/ 3 May 2013

Song for Sekoto: Duet of politics and money

It is interesting to see who has laid claim to the legacy of Gerard Sekoto
It is interesting to see who has laid claim to the legacy of Gerard Sekoto

Sekoto’s work, today, is the prize acquisition of the corporate world, a national treasure, a conversation piece of the rich, a potential fortune on auction and an insurance nightmare for any exhibitor hoping to show his art.

Sekoto, the almost-outsider ­artist who ran away from his country in 1947, today seems to be everything that he was not.

There was a time, though, when Sekoto’s imagery was seen as an integral part of popular struggle culture, something that may have amused him since he was never part of the organised exile community.

  • See a slideshow of works from the show here

In Johannesburg in the turbulent 1980s, I recall a postcard reproduction of his 1946 painting Song of the Pick that imagined the dignified plight of street labourers working in unison under the watchful eye of a white foreman. I remember the postcard, crudely stuck to Yeoville fridges, or pinned to the workplace notice boards of nongovernmental organisation workers and struggle activists in the period of great anti-apartheid strife.

▶ _Instructions_
**1)** Update the Sekoto article's passage starting at "In Johannesburg in" and ending at "great anti-apartheid strife.", replacing "foreman" with "supervisor".
**2)** According to the Sekoto article, in what year did Sekoto run away from his country?
The records are separate material and have no connection to the Sekoto article.

▶ _Dataset_
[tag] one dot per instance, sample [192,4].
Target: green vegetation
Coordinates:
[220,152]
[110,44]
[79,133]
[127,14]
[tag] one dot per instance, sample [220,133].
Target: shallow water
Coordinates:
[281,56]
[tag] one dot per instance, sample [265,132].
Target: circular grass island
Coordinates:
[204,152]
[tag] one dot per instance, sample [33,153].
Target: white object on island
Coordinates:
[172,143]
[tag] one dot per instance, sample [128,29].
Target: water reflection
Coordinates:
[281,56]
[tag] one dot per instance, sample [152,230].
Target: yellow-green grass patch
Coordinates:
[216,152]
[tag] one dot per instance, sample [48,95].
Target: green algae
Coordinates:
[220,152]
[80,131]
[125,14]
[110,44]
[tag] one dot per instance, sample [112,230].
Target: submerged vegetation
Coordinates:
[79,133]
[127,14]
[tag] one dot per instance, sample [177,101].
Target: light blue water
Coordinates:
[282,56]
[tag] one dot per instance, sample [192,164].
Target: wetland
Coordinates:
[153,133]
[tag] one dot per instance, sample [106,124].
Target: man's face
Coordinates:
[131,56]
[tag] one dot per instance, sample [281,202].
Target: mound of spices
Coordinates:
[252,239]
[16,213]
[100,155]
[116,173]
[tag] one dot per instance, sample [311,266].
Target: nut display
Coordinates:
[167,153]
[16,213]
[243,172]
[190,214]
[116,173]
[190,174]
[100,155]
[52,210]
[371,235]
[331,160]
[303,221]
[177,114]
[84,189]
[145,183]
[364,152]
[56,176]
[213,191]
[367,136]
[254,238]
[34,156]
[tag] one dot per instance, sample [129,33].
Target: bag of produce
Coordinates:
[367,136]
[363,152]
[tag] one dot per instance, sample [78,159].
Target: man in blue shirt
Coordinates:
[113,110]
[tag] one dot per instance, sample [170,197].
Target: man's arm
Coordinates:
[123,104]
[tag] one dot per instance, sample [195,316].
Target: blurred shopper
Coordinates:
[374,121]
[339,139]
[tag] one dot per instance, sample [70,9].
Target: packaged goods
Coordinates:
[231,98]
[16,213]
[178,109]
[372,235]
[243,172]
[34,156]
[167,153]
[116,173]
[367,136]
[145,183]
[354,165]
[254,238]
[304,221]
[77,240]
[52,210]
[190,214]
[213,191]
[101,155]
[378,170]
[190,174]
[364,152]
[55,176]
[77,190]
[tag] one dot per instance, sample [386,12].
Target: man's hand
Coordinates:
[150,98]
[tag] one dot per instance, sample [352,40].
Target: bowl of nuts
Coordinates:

▶ _Task-by-task answers_
**1)**
In Johannesburg in the turbulent 1980s, I recall a postcard reproduction of his 1946 painting Song of the Pick that imagined the dignified plight of street labourers working in unison under the watchful eye of a white supervisor. I remember the postcard, crudely stuck to Yeoville fridges, or pinned to the workplace notice boards of nongovernmental organisation workers and struggle activists in the period of great anti-apartheid strife.

**2)** 1947